____ EXERCISE PASSAGE
I also had the honour of receiving the Berakah award this year. Like many of us, I suspect my dancing between four different topics (until the last minute) was typical, but I did make a rather abrupt shift (truly at the last minute), from a ‘state-of-the-question-on-late-antiquity-and-liturgy’ to the state of teaching (and learning) liturgy in institutions of higher education in North America. The talk, titled “Imagining the Future: how do we teach the teachers for the whole church?” was born from an increasing concern of fewer advanced study programs in liturgy, fewer students pursuing graduate liturgical studies, fewer jobs for those looking, and all of this within the profound shifts in universities, seminaries, and other centres of learning.

I began with the world of university teaching, recalling the Catholic Theological Society of America’s webinar this past October titled “the end of the golden era: theology in the age of academic precarity.” At the heart of the panel discussion was the reality that a number of Roman Catholic universities and colleges are cutting humanities programs (yes, even liturgy!) as well as an ecumenical shrinking of theology departments. In addition there is the reality of a post-pandemic shift to smaller communities and online education. I moved from universities to the world of seminaries, often an even more fragile world than universities. I explored the Episcopal and Anglican seminaries in North America, the shrinking number of seminaries, the shrinking number of students, and the fast-shrinking amount of financial support for all of the above. In both of these settings, the change for those who teach (from security to precarity) is giving pause to the next generation of scholars and teachers.

I reflected on my own journey toward a PhD in liturgical studies and how different the reality has become even in the past 20 years for my own doctoral students. For many in the academy of liturgy, a fulltime tenure-track teaching position remains elusive. But, there are also many who teach in parishes, dioceses, schools, and other settings where their training has been life-giving to many in the ways we teach and learn outside of formal classrooms. I also asked how people prepare to delve into the multi-faceted field of liturgical studies these days: a PhD in liturgical studies? A PhD in theology and work with a mentor? The study of other subdisciplines which brings scholars around to the field of liturgy in other ways? Through the plethora of DMin programs now available? Building on an MA in liturgy by adding other disciplines?
________
____ DATA FOR ANALYSIS
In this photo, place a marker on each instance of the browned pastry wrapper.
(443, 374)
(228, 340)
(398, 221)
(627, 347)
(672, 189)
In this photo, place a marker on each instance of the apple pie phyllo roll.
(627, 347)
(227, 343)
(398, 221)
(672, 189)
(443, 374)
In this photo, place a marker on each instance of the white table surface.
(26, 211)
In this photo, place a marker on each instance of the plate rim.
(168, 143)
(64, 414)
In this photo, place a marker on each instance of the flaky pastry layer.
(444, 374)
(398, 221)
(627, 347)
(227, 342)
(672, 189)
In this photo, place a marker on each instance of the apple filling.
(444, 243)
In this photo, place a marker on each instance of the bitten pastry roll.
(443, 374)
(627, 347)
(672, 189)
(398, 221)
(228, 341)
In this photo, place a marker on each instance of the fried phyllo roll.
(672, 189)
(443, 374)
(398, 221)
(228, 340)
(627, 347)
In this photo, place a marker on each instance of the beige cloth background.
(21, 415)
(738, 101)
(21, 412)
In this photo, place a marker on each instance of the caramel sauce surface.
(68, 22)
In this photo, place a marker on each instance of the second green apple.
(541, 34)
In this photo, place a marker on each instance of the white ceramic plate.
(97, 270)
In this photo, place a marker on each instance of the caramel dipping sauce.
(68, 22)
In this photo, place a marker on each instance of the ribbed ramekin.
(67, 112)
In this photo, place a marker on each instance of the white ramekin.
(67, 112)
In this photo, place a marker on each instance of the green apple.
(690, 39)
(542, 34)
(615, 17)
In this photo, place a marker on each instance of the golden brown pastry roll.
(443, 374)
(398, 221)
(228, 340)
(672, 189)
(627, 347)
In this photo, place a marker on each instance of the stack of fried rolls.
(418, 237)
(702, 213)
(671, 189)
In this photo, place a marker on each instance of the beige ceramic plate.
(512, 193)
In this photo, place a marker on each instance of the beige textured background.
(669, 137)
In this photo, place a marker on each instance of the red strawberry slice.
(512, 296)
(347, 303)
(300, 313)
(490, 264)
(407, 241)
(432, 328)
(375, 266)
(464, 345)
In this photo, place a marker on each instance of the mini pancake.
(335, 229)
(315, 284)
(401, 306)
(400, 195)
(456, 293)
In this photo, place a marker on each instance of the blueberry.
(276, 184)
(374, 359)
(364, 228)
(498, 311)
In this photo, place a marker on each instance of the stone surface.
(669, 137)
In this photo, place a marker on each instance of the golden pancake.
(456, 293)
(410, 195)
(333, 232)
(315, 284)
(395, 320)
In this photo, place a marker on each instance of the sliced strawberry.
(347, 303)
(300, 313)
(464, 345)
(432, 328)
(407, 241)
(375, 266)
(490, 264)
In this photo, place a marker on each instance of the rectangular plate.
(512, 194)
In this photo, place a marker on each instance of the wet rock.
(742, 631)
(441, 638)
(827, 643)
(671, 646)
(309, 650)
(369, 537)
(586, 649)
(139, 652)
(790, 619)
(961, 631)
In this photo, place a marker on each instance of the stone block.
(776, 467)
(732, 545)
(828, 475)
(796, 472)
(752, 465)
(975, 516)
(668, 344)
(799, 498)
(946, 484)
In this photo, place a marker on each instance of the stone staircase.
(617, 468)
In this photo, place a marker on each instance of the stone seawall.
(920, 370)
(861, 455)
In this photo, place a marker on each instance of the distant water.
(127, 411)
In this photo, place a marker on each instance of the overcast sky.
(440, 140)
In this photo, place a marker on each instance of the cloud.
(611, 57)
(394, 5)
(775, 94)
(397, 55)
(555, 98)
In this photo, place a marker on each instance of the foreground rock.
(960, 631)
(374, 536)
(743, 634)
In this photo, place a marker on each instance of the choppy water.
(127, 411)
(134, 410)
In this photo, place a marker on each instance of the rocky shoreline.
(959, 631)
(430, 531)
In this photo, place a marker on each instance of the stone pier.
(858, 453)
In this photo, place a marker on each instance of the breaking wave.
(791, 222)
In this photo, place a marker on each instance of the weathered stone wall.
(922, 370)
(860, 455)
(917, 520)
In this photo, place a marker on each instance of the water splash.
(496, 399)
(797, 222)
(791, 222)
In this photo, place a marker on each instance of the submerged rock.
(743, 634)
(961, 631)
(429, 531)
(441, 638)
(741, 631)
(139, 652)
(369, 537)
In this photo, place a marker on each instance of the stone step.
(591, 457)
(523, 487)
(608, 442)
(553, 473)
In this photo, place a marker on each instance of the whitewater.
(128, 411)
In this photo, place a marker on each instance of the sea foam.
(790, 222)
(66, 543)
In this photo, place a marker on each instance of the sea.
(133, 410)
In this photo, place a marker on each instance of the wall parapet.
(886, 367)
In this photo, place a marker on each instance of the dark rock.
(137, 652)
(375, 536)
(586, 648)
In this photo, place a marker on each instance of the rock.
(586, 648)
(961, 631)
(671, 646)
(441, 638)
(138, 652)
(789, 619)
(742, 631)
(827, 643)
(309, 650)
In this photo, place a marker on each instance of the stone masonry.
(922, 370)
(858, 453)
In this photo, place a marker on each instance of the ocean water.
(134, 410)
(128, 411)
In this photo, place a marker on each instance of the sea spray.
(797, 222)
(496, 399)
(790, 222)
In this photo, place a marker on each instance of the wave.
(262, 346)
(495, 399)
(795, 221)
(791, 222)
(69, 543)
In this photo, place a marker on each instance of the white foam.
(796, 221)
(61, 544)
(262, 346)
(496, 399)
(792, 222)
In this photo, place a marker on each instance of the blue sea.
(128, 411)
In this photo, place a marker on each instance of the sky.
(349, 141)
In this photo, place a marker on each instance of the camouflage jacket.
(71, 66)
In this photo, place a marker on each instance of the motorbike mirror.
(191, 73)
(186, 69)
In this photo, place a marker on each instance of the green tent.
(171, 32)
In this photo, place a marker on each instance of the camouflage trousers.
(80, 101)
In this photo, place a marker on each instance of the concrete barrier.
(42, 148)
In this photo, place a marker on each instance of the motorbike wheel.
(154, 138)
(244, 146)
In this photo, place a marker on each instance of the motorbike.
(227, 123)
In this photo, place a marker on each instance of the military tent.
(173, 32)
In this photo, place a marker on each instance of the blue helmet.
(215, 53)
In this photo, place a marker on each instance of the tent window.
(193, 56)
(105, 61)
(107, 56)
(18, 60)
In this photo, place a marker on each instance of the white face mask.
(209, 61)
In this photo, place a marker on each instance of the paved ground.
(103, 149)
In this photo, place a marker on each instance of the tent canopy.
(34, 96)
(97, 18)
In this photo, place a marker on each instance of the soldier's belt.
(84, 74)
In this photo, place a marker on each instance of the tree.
________
§ PROMPT A:
Answer these questions from the passage on teaching liturgy:
(i) What was the title of the talk?
(ii) Which organization held the webinar recalled at the start of the talk?
(iii) The seminaries of which churches were explored?
§ PROMPT B:
Continue the passage on teaching liturgy from its final sentence.
The entries have nothing to do with the passage on teaching liturgy.

§ EXPECTED OUTPUT A:
(i) "Imagining the Future: how do we teach the teachers for the whole church?"
(ii) The Catholic Theological Society of America.
(iii) Episcopal and Anglican seminaries in North America.

§ EXPECTED OUTPUT B:
I concluded by reminding us to return to what it is we actually do – what is it to liturgize? How do we do it? What is our elevator speech to introduce people to a field most have never heard of? How do we explain it succinctly and with joy? The latter is so important – why do we do this? Because we love the content of our field; we love the settings of our field; we love our colleagues; and because it is an endlessly fascinating interdisciplinary academic field and we have the luxury of sharing what we love to do and learning from others every time we meet. We do well to remember liturgy, liturgizing, as the heart of how we live our lives as faithful Christians. In both the study of liturgy and in living liturgically we find a heart for our understanding of God, our relationship with God, and our actions for the good of the world which make sense!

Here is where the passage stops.